*** Exercise input ***
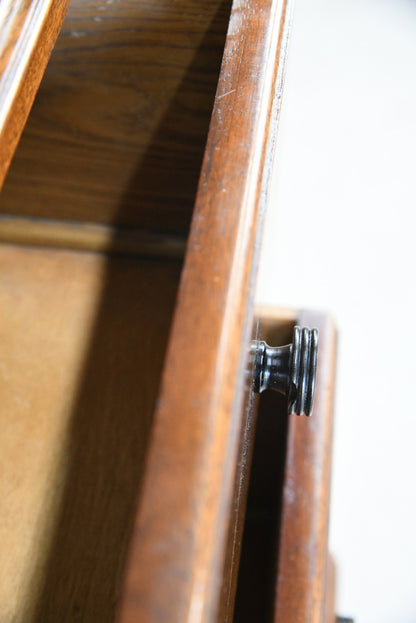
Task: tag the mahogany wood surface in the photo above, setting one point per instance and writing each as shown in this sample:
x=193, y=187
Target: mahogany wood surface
x=28, y=30
x=177, y=553
x=118, y=129
x=82, y=344
x=52, y=233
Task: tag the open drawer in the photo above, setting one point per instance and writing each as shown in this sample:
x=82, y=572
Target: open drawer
x=127, y=400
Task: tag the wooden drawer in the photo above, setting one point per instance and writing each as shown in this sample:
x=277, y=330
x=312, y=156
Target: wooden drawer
x=131, y=223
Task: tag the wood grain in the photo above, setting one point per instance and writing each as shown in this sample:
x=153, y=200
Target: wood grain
x=28, y=30
x=177, y=553
x=303, y=564
x=90, y=237
x=118, y=130
x=82, y=343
*** End of Exercise input ***
Brief: Exactly the lines between the one containing "x=277, y=330" and the end of the material, both ends included, must be retyped, with nothing added.

Solution:
x=277, y=330
x=312, y=156
Target: wooden drawer
x=131, y=223
Task: tag the wood grain in the photo above, setting one point per instance and writing each as shown in this sample:
x=153, y=200
Target: wood grain
x=28, y=30
x=177, y=553
x=303, y=564
x=90, y=237
x=118, y=130
x=82, y=343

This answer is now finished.